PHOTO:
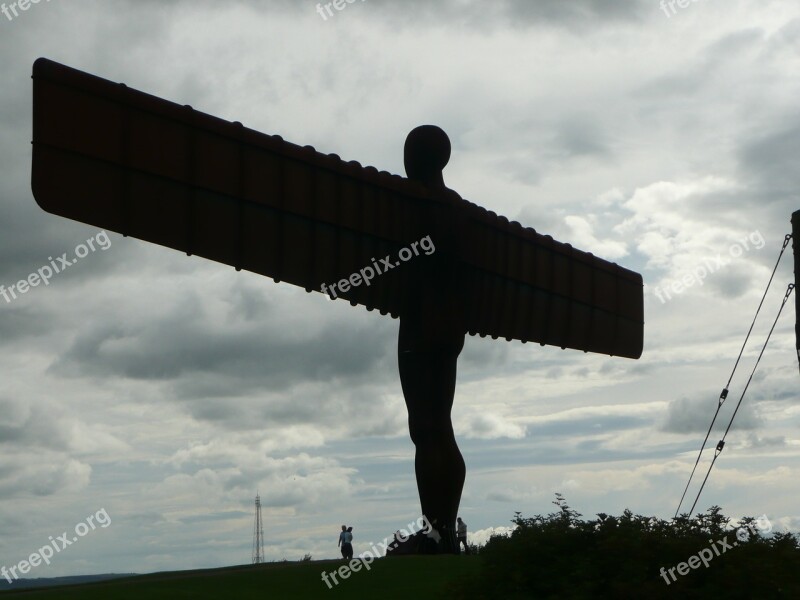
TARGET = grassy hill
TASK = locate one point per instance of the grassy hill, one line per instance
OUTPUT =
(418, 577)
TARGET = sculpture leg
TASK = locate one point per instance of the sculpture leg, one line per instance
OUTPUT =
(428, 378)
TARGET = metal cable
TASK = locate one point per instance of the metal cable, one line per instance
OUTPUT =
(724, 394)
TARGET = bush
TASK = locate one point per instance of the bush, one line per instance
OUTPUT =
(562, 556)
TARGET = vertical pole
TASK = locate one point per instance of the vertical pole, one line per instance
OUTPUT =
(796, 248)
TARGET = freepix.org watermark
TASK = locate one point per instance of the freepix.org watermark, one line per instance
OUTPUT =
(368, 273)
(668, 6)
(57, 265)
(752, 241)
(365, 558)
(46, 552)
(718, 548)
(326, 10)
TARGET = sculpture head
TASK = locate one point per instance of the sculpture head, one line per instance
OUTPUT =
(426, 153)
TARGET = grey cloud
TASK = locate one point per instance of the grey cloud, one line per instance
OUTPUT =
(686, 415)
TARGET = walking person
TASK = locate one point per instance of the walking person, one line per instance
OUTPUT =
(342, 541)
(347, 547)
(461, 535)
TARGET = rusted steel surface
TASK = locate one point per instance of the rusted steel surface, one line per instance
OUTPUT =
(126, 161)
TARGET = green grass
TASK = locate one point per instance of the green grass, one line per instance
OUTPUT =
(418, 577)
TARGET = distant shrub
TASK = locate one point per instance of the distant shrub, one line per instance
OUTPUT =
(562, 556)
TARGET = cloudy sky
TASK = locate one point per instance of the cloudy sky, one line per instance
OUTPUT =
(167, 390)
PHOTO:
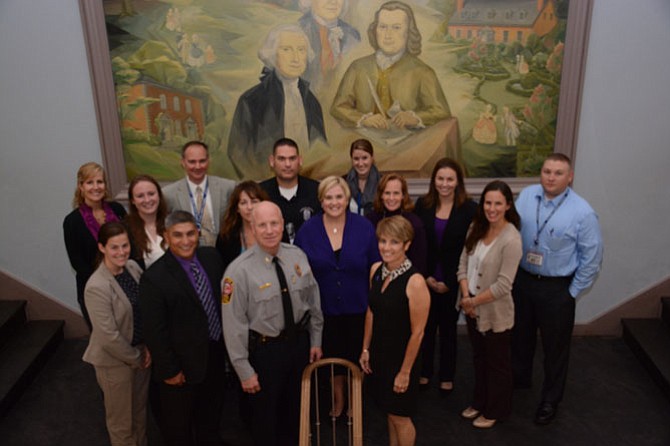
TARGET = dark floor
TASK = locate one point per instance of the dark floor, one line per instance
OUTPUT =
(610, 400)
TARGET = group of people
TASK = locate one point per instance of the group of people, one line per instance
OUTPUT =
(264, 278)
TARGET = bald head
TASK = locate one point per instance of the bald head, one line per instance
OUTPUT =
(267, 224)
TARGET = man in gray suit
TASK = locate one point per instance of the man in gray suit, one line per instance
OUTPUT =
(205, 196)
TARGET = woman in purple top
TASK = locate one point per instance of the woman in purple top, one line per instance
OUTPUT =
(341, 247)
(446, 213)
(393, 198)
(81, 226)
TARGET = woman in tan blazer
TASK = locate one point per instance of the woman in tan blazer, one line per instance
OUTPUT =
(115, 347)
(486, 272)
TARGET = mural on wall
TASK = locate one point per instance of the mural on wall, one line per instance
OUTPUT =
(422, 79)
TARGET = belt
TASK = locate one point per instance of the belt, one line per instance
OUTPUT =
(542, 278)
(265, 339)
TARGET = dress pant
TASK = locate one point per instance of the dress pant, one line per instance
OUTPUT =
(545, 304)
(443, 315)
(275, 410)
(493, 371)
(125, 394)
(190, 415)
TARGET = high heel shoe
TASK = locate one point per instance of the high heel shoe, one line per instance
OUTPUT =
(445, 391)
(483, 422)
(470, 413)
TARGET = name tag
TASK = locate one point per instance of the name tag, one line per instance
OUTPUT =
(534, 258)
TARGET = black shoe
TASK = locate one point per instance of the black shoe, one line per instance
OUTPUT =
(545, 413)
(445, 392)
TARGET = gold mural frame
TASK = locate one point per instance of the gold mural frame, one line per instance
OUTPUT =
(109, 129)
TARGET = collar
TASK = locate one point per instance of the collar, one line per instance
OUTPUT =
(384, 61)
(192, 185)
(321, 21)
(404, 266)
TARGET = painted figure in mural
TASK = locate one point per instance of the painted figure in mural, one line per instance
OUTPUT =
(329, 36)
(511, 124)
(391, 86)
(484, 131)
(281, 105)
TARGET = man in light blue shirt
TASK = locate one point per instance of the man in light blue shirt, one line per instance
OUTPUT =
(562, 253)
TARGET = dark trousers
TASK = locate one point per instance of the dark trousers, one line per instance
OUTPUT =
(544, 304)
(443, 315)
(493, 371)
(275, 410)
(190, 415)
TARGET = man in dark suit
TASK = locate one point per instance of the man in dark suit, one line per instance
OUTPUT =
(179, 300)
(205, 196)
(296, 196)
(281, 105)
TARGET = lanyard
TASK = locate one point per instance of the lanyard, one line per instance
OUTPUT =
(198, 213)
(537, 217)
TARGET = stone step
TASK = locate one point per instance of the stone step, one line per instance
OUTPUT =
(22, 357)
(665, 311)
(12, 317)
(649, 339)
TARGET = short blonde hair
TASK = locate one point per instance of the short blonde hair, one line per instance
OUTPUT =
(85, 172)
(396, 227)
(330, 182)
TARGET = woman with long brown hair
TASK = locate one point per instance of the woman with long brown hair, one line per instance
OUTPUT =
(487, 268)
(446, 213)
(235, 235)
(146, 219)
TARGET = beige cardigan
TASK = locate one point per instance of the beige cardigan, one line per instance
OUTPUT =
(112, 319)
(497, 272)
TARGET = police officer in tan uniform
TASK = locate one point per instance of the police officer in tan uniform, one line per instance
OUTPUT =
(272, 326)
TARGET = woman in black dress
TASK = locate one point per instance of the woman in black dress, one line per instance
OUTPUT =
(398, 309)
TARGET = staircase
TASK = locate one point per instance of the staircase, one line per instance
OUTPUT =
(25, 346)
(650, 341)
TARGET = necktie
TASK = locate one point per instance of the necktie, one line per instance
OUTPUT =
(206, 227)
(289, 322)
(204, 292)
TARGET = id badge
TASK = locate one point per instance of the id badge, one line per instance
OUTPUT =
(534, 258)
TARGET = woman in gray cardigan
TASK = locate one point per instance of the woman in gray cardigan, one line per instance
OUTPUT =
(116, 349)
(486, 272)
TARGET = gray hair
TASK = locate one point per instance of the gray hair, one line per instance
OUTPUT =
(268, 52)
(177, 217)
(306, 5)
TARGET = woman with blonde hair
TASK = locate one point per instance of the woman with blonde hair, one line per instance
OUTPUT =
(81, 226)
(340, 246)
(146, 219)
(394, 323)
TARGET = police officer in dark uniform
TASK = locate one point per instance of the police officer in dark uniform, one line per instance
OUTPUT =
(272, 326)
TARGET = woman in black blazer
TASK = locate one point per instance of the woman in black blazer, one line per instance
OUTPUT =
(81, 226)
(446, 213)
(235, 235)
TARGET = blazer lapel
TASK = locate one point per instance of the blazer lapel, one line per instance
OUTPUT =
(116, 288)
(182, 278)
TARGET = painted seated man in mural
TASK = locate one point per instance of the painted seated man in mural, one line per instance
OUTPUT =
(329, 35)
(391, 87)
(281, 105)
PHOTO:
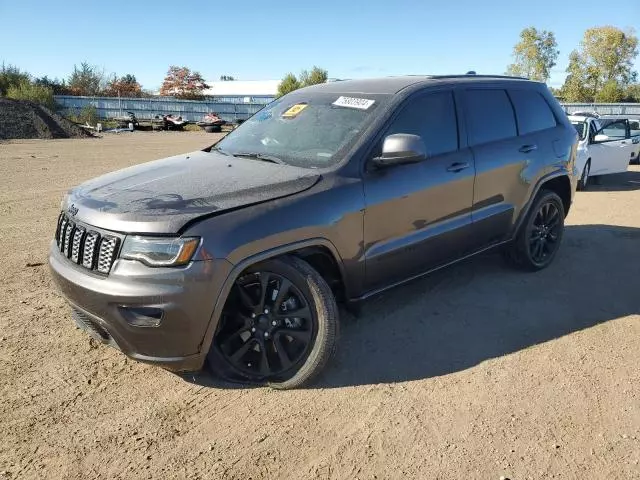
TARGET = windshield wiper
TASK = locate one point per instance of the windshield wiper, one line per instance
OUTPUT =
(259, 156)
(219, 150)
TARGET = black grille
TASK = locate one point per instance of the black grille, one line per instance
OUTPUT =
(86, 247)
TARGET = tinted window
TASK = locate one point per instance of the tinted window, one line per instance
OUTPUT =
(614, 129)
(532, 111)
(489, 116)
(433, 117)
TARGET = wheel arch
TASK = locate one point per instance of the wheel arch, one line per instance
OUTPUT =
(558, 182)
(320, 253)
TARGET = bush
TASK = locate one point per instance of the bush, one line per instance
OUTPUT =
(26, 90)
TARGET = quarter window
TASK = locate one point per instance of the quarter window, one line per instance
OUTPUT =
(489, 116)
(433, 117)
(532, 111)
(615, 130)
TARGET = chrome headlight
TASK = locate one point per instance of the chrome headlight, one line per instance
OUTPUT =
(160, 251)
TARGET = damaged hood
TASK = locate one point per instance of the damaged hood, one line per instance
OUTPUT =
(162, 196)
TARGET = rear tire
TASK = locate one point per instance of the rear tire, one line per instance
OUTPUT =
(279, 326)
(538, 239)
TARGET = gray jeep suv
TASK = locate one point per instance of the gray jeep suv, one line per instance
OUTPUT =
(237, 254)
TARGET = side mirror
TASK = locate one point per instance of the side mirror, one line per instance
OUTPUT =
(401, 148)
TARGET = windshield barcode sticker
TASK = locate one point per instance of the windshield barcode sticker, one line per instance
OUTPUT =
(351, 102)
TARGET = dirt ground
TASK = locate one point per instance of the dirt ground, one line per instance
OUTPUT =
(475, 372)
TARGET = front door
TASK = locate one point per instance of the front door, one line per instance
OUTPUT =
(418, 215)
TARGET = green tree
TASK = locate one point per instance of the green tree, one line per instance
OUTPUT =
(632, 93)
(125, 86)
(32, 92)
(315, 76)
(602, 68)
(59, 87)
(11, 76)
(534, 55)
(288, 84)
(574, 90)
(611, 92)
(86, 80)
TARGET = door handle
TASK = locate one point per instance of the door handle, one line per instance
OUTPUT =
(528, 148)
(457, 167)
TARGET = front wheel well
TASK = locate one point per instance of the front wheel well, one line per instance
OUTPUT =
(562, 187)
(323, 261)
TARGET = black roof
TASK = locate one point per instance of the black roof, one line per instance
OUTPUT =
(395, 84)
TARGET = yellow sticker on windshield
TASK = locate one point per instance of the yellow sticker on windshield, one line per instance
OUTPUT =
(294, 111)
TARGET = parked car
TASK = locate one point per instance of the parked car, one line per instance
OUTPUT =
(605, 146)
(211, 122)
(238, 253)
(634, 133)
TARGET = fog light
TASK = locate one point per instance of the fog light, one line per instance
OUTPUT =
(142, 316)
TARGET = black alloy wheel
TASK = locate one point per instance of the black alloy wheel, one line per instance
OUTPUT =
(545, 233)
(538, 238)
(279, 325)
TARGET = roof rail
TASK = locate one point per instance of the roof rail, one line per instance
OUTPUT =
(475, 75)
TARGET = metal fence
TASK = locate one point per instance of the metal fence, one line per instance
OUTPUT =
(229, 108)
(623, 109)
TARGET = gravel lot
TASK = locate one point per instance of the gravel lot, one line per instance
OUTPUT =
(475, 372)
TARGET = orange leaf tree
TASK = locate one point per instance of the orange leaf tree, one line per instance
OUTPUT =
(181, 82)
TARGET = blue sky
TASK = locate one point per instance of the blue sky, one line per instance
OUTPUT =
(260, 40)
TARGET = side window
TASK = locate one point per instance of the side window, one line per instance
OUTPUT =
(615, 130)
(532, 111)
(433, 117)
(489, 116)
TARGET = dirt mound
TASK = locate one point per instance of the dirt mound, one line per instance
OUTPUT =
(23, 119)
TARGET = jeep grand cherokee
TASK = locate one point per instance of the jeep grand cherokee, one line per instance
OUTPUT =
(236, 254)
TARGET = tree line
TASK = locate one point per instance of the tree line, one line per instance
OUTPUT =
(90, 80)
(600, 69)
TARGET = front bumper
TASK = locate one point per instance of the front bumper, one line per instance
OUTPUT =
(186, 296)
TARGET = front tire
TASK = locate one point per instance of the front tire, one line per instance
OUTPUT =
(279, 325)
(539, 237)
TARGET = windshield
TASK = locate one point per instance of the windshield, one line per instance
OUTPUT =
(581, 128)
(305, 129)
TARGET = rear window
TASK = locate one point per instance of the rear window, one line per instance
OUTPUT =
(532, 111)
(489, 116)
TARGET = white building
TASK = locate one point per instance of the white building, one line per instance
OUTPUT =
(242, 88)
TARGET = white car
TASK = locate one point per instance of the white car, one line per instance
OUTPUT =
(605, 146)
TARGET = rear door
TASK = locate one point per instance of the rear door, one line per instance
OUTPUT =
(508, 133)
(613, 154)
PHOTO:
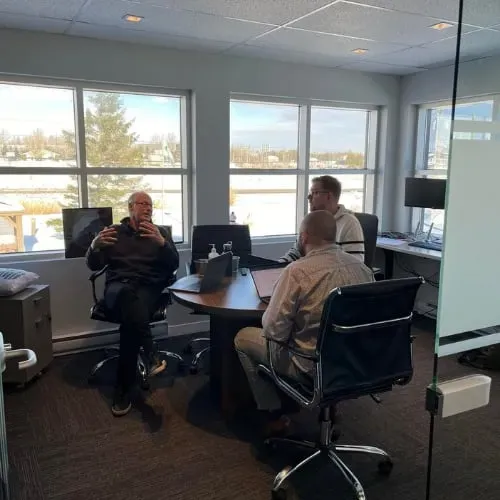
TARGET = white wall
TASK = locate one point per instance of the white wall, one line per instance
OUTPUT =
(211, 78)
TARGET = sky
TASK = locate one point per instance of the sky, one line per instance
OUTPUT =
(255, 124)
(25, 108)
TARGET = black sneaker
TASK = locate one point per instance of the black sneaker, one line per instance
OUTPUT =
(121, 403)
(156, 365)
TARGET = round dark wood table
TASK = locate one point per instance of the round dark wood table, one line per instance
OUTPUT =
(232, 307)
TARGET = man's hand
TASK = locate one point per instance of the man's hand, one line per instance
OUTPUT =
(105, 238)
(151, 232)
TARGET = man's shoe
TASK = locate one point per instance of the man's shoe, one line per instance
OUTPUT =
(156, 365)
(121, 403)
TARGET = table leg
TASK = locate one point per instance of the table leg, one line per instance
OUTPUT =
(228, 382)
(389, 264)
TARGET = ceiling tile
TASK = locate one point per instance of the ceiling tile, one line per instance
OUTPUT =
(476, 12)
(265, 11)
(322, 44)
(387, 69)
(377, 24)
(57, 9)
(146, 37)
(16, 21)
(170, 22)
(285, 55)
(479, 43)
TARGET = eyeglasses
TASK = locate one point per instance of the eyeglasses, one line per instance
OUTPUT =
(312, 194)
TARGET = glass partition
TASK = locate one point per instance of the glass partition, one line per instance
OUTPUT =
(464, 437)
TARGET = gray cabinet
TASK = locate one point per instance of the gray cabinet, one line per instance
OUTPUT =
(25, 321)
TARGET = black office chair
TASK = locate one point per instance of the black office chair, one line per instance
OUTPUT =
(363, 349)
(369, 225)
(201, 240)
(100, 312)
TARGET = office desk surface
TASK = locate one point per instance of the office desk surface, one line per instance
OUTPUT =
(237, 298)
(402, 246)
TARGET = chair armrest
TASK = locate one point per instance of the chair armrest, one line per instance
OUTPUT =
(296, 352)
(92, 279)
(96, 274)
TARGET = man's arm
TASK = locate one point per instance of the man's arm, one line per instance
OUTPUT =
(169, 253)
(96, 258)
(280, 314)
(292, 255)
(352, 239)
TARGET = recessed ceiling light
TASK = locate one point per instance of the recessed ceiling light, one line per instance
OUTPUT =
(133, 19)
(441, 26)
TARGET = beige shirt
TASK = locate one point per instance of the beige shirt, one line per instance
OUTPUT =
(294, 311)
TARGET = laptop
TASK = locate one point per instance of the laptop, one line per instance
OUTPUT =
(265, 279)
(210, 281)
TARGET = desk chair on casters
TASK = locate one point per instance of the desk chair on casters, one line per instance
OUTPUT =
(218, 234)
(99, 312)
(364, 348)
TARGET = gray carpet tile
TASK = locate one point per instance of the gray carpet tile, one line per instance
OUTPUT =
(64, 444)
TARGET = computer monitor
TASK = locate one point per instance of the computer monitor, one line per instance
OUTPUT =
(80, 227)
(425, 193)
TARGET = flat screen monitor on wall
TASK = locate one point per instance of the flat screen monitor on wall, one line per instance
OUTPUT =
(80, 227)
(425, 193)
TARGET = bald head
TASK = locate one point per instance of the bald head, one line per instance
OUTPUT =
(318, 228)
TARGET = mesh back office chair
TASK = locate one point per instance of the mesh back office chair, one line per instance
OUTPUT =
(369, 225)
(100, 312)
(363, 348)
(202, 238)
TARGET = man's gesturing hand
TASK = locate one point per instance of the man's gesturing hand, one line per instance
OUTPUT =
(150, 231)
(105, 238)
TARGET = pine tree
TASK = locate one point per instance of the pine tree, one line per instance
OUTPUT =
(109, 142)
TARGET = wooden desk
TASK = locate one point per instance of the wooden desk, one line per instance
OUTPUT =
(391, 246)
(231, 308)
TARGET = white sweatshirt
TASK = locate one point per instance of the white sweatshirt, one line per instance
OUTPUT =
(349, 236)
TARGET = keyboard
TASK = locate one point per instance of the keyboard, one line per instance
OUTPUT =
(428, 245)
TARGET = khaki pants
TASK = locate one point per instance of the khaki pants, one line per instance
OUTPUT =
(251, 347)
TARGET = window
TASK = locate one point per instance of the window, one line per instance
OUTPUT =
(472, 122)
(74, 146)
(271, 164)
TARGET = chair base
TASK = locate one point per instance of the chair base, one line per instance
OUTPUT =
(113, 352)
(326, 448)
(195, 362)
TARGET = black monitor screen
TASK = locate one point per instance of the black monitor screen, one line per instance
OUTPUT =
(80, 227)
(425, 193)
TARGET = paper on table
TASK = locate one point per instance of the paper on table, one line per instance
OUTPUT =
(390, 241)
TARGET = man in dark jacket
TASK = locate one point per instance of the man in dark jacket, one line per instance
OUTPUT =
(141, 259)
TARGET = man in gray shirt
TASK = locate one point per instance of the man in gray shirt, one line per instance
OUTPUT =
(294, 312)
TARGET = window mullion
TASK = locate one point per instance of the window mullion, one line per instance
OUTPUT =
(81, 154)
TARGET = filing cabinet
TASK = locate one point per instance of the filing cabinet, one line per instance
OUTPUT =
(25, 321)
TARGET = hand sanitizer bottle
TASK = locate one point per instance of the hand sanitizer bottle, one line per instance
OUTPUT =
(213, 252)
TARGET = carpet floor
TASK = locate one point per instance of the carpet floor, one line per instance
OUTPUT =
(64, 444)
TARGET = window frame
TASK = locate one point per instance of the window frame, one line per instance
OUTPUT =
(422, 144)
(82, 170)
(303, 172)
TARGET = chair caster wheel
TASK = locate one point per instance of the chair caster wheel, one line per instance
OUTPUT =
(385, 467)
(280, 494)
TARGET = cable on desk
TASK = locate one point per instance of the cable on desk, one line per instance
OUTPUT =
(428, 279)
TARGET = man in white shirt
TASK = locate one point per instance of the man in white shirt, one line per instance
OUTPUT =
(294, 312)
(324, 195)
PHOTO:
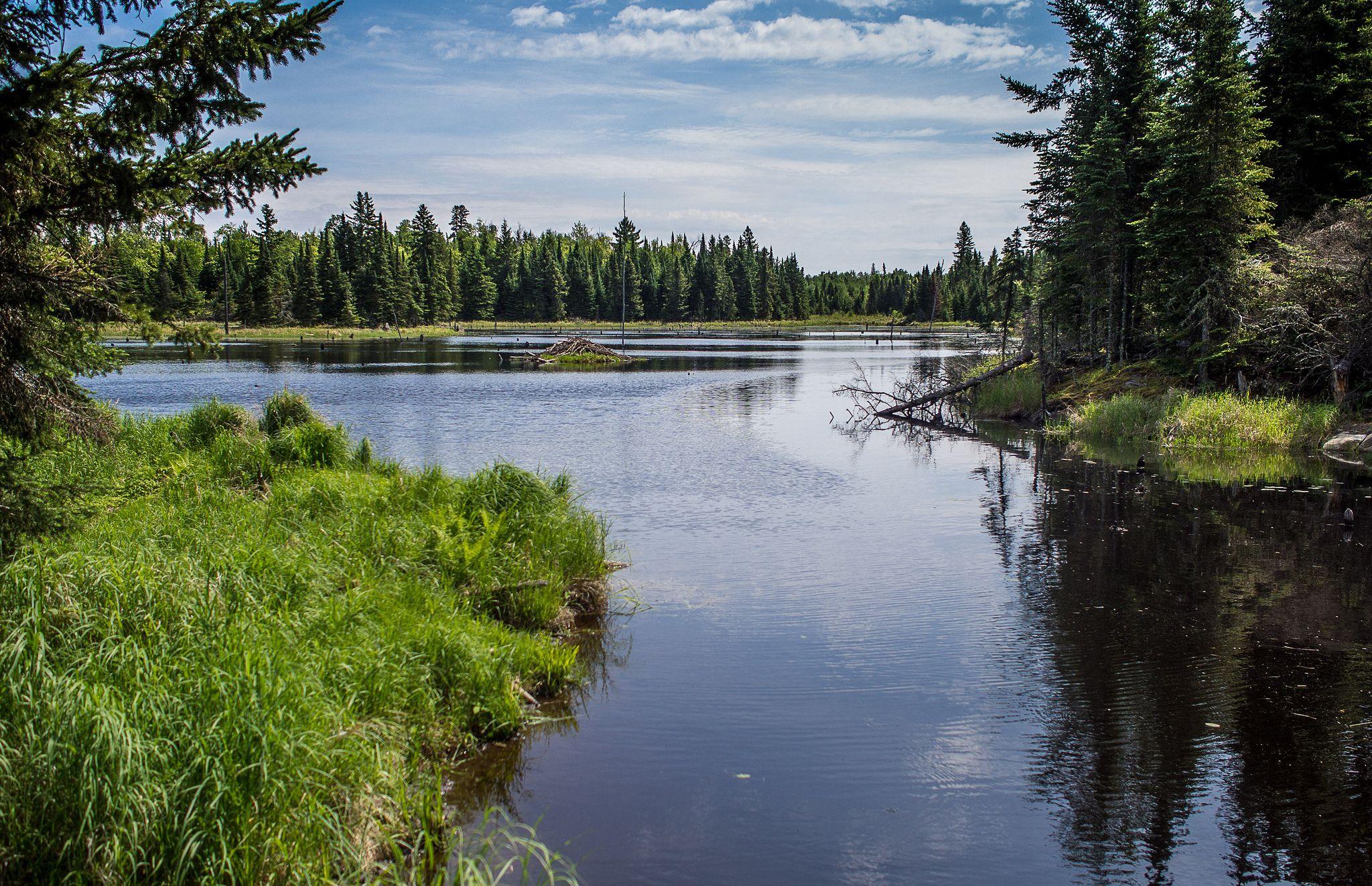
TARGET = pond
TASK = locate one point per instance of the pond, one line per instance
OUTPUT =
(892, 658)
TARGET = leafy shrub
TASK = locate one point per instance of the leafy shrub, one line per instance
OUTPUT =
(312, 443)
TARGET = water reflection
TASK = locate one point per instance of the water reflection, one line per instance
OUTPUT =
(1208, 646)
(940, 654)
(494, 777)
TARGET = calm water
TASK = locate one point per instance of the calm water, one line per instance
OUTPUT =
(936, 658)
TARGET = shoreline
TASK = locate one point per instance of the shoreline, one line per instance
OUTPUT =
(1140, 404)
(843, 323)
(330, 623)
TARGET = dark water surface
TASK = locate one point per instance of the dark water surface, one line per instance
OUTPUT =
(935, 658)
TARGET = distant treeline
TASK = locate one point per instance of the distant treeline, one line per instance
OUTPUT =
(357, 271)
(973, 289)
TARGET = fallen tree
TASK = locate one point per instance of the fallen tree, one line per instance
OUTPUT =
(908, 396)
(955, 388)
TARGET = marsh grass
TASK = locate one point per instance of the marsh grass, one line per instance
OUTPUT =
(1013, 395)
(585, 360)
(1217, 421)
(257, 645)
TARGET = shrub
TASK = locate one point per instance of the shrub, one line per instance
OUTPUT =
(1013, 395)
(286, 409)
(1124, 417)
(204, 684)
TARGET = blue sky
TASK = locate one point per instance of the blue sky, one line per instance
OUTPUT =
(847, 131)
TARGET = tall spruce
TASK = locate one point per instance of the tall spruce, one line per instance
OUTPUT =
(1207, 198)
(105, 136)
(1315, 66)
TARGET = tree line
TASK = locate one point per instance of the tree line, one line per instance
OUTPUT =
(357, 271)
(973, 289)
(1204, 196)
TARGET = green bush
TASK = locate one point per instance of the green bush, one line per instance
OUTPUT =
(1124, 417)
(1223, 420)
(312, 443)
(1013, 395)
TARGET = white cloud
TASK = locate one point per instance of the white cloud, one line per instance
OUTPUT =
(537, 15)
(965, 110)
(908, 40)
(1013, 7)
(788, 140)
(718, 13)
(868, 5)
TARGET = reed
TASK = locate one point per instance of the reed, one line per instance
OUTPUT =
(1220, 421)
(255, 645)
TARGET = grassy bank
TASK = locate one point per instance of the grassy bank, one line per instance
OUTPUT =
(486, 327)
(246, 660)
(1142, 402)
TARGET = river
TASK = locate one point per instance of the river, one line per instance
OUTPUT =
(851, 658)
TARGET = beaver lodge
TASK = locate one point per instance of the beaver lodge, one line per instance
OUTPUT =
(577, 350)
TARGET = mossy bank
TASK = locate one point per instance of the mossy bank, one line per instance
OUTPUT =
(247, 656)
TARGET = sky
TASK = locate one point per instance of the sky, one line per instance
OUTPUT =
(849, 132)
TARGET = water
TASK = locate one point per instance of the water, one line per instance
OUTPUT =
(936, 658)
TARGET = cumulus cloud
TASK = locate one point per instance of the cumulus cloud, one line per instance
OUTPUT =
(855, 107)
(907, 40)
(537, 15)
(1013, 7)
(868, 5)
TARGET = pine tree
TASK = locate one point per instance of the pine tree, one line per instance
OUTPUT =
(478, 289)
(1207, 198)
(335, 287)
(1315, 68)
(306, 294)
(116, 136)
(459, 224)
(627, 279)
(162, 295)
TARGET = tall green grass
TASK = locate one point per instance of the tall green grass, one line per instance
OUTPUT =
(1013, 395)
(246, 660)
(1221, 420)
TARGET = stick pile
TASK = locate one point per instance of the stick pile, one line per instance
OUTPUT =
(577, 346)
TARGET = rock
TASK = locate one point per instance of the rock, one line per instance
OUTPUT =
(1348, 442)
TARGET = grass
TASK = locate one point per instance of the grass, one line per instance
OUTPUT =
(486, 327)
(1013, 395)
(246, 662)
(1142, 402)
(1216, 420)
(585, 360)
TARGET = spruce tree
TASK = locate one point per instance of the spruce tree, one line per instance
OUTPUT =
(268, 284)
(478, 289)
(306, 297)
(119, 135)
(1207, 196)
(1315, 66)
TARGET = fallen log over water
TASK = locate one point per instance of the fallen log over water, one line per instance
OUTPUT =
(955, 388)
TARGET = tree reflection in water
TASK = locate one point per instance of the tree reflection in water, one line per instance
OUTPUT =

—————

=== Exercise ===
Copy out each line of the material in which the word "filing" turns up.

=== Output of the task ===
TARGET = filing cabinet
TASK = locate one point per instance of the filing cabinet, one line per instance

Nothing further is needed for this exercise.